TÂCHES DEMANDÉES:
A – Recopiez le passage du texte sur la géoingénierie solaire commençant par « La géoingénierie solaire » et se terminant par « température du globe. ».
B – Pour chacune des affirmations suivantes, indiquez par oui ou par non si elle concorde avec le texte sur la géoingénierie solaire, en citant les mots décisifs du texte.
(i) L’étude de mai 2022 a conclu qu’il existe des scénarios sans risque pour les méthodes d’intervention sur le climat.
(ii) Benjamin Sovacool est l’auteur principal de l’étude.
(iii) La géoingénierie solaire vise à dévier la lumière du soleil à l’aide d’aérosols stratosphériques.
C – Répondez brièvement à ces questions sur le texte sur la géoingénierie solaire.
(i) Selon certains activistes, que permettrait de réduire cette technique ?
(ii) En quel mois et en quelle année l’étude d’analyse des risques a-t-elle été réalisée ?
(iii) Que soulève, pour de nombreuses personnes, l’accès des gouvernements à des méthodes avancées de manipulation de la météo ?

La géoingénierie solaire a fait couler beaucoup d’encre ces derniers mois. Cette technique vise à dévier la lumière du soleil vers l’espace à l’aide d’aérosols stratosphériques. Selon certains activistes en matière de changement climatique, il s’agit d’un moyen prometteur de réduire la température du globe.

Toutefois, un obstacle majeur subsiste. Selon les scientifiques, il pourrait y avoir des impacts désastreux sur l’environnement.

« Potentiellement, il y a beaucoup d’avantages, tout comme de risques. De nombreuses recherches sont donc en cours pour déterminer s’il est risqué de le faire », explique M. Robock.

Une étude d’analyse des risques de la géoingénierie réalisée en mai 2022 concluait que des scénarios sans risque n’existent pas concernant les méthodes d' »intervention sur le climat ».

Selon l’auteur principal de l’étude, Benjamin Sovacool, les manipulations humaines n’éliminent pas les risques climatiques, « elles ne font que les déplacer ou redistribuer ». « Ces compromis en matière de risques doivent être évalués si les technologies de géoingénierie les plus radicales doivent être déployées », ajoute-t-il.

Outre les éventuelles conséquences environnementales, l’aspect de la sécurité est important. Des méthodes plus avancées de manipulation de la météo seront bientôt, si ce n’est déjà le cas, à la portée des gouvernements mondiaux. Pour de nombreuses personnes, cela soulève des préoccupations éthiques.

Entrées d’un jeu d’annotations par points
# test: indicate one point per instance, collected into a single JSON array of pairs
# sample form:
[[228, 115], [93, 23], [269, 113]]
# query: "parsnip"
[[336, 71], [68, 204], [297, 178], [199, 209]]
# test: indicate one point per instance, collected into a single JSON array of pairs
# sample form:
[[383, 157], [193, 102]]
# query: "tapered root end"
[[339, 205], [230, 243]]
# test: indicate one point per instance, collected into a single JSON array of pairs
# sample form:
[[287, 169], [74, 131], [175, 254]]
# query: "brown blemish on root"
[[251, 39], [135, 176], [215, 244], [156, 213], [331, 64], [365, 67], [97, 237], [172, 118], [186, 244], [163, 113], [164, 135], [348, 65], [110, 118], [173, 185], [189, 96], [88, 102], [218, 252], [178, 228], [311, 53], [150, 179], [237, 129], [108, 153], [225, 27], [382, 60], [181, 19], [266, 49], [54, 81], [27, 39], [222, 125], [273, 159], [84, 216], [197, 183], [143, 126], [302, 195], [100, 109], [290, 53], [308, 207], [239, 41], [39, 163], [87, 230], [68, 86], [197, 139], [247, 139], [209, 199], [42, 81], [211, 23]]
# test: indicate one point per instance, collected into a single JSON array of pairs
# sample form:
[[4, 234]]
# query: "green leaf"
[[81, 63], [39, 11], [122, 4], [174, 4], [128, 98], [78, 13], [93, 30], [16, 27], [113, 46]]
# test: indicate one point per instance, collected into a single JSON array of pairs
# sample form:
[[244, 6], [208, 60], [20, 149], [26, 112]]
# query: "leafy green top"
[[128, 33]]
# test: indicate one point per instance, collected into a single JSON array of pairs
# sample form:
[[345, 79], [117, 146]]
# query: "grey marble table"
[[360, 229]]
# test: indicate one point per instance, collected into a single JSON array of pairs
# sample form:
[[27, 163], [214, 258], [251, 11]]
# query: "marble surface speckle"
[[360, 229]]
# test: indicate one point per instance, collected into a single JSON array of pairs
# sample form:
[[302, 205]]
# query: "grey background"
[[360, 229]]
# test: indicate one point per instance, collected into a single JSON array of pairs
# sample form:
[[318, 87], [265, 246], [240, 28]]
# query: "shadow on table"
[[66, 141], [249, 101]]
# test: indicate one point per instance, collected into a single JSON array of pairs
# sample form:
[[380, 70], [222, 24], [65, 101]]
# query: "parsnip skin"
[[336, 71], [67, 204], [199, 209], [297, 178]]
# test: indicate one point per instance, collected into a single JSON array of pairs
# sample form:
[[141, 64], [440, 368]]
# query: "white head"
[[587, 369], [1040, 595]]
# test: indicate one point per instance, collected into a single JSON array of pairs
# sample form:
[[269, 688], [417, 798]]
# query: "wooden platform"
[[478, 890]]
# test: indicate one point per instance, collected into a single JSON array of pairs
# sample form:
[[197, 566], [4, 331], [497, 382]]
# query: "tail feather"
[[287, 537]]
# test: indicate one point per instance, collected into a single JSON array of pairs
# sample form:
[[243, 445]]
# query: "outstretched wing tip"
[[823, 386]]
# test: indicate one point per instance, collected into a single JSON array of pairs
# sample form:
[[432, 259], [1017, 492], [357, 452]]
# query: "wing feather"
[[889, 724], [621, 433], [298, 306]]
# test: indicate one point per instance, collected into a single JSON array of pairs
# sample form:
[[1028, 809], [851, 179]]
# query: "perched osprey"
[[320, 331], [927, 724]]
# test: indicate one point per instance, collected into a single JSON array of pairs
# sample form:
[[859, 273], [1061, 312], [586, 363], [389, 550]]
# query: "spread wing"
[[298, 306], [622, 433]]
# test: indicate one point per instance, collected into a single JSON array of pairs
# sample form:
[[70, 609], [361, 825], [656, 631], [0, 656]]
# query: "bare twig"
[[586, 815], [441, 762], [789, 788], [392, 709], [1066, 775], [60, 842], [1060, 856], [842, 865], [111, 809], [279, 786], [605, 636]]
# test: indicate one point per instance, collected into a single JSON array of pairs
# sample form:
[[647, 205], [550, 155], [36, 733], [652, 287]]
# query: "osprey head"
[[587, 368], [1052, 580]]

SOLUTIONS DES TÂCHES:
A –
La géoingénierie solaire a fait couler beaucoup d’encre ces derniers mois. Cette technique vise à dévier la lumière du soleil vers l’espace à l’aide d’aérosols stratosphériques. Selon certains activistes en matière de changement climatique, il s’agit d’un moyen prometteur de réduire la température du globe.

B –
(i) Non : « des scénarios sans risque n’existent pas »
(ii) Oui : « Selon l’auteur principal de l’étude, Benjamin Sovacool »
(iii) Oui : « dévier la lumière du soleil vers l’espace à l’aide d’aérosols stratosphériques »

C –
(i) La température du globe.
(ii) En mai 2022.
(iii) Des préoccupations éthiques.